_Task directions_. Your answer should consist only of the lines below from the one with "Every instance of the blue" through the one with "Every instance of the white", copied exactly.

_Records provided_.
╔══

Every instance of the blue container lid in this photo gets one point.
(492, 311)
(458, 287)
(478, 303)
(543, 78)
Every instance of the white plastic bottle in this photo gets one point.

╚══
╔══

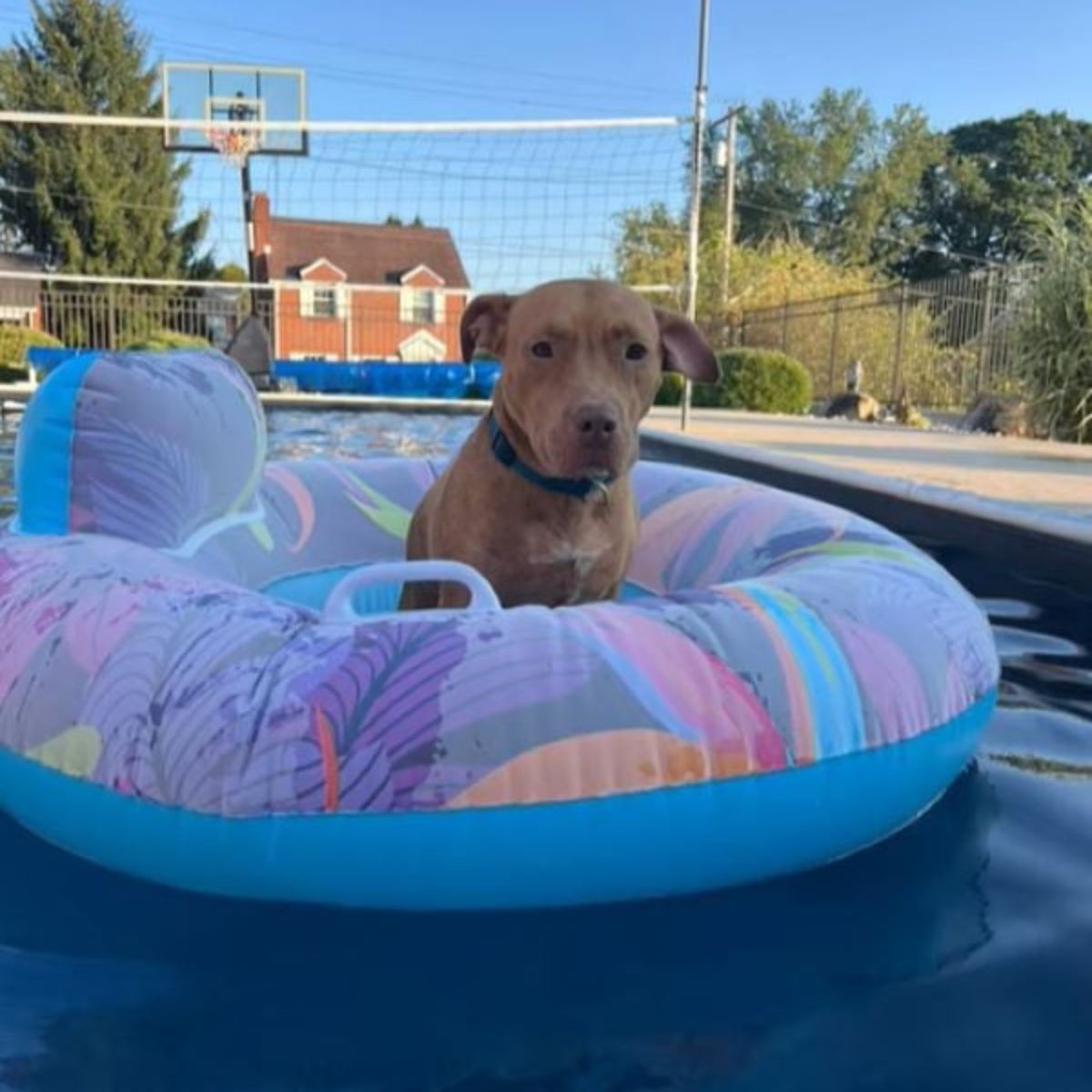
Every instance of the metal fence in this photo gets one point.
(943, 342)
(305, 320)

╚══

_The answer_.
Every instance of the blue container lid in this photo gets one point.
(492, 311)
(458, 287)
(478, 303)
(543, 78)
Every instance of the white plastic bottle in this photo gets one point.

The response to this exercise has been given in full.